Two billboard companies
have refused to display
an advertisement
by an atheist group
to protest the Ark Encounter
amusement park in Kentucky.
Tri-State Freethinker,
the president, Jim Helton,
welcome
to "The Bill Cunningham Show."
Thanks for having me on.
Now, why do you say
genocide and incest
somehow is part of the ark?
I don't know how else
to describe it.
In the story of Noah's ark,
God drowns everybody.
Now, some Christians will say
that people are wicked,
but he drowns everybody,
even the innocent:
women, children,
bunny rabbits, everybody.
That is textbook genocide.
I see no other way
to describe it.
And then he repopulates
the Earth through incest
for the second time.
- We find this highly immoral.
- What do you mean, incest?
If you only have one family,
the only way to repopulate
is having sex
within that family.
They could've had
some other family
on top of the mountains
somewhere.
Noah's family and his kids,
that was it.
And keep in mind, Adam and Eve
was through incest, too,
to populate the Earth
for the first time,
so this is the second story
of incest.
And if you go
to Ken Ham's Creation Museum,
he says, "Incest is okay
because God said so."
══════════
# [Parts of the exercise]
a: List the full names (first and last) of the persons mentioned in the Ark Encounter transcript.
b: Substitute "leafless tree" for "bare tree" in the rows, reproducing only the part that opens with the line containing "Your task is to find the rubber" and closes with the final line of the rows.
══════════
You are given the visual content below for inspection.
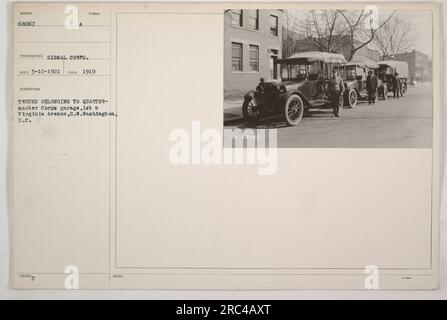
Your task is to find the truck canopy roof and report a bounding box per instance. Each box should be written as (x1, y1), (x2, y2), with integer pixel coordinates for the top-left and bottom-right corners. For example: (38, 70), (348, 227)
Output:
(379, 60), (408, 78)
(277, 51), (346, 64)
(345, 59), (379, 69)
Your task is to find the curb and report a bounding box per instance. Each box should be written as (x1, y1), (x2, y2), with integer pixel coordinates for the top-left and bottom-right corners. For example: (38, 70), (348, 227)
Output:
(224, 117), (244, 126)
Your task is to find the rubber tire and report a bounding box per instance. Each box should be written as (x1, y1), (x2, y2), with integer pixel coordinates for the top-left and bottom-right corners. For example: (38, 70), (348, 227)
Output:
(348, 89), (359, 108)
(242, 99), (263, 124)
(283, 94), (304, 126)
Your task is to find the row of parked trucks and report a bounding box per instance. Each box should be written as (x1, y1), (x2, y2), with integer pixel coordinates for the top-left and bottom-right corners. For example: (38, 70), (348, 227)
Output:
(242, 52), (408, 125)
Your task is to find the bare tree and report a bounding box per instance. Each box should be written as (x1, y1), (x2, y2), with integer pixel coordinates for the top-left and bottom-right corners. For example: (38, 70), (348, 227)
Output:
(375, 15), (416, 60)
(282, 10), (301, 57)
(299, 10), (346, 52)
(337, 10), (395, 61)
══════════
# [Outputs by task]
a: Jim Helton, Bill Cunningham, Ken Ham

b:
Your task is to find the rubber tire and report a bounding box per instance. Each box should be written as (x1, y1), (x2, y2), with integer pixel coordinates for the top-left and bottom-right corners. For example: (38, 70), (348, 227)
Output:
(348, 89), (359, 108)
(242, 99), (263, 124)
(283, 94), (304, 126)
Your task is to find the row of parked trucks and report a bounding box per instance. Each box should be written as (x1, y1), (x2, y2), with integer pixel coordinates for the top-left and bottom-right corners. For example: (38, 70), (348, 227)
Output:
(242, 52), (408, 125)
Your task is to find the leafless tree and report a bounding box per instance. Each box should be written as (x1, y1), (x2, y2), with integer pixel coordinates for the top-left and bottom-right corners. For example: (38, 70), (348, 227)
Output:
(375, 15), (416, 60)
(282, 10), (301, 57)
(299, 10), (346, 52)
(337, 10), (395, 61)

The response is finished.